GOAL:
Everything from the line with "Task: For every instance of the terracotta" to the end of the data should be restated word for word, and nothing before it.

[Some records]
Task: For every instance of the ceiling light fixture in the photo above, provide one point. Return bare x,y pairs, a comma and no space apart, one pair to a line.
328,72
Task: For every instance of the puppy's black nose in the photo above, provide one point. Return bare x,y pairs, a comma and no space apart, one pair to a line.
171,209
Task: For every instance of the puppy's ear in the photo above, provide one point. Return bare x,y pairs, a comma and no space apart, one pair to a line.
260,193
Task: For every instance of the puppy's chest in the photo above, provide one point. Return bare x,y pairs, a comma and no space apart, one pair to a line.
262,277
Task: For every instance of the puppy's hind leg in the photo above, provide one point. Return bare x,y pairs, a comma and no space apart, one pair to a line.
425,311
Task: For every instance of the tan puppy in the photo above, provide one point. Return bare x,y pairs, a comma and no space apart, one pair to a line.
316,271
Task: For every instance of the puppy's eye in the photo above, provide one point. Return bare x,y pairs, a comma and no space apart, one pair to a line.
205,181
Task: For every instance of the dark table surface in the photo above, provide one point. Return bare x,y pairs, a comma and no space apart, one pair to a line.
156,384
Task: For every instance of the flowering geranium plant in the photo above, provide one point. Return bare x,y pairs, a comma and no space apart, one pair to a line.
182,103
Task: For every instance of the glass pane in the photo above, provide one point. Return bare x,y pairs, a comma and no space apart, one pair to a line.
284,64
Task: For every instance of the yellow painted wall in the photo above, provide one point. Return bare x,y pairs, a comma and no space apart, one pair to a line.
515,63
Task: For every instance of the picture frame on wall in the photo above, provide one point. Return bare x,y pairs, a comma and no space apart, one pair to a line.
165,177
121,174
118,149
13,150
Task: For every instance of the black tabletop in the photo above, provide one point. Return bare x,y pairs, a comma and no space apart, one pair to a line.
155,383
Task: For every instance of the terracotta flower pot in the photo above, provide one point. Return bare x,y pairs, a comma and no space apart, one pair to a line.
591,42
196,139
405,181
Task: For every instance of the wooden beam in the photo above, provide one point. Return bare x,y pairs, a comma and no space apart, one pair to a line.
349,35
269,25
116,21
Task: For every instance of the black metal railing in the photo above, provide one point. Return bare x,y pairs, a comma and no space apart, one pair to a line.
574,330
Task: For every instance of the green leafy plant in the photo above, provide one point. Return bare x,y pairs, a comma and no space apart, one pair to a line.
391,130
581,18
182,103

OUTPUT:
Task: For every instance of the terracotta flower pot in the photo above, provide one point. Return bare x,y pairs, a comma and no space apart, one pair to a line.
591,42
196,139
405,181
Task: For every instance of the wooden beam in the photo above, provide one point. Return bare x,y pairs, a comma and no space apart, one pair to a line.
349,35
269,25
116,21
Task: For every instance of the black metal railing in the photo above, provide one point. Return bare x,y pairs, a comma and no space apart, one pair to a line.
574,330
Task: For every instance of the green leafy plant in the photo above, provide one point. Return bare x,y pairs, a comma and no space apart, one pair to a line.
391,130
581,18
182,103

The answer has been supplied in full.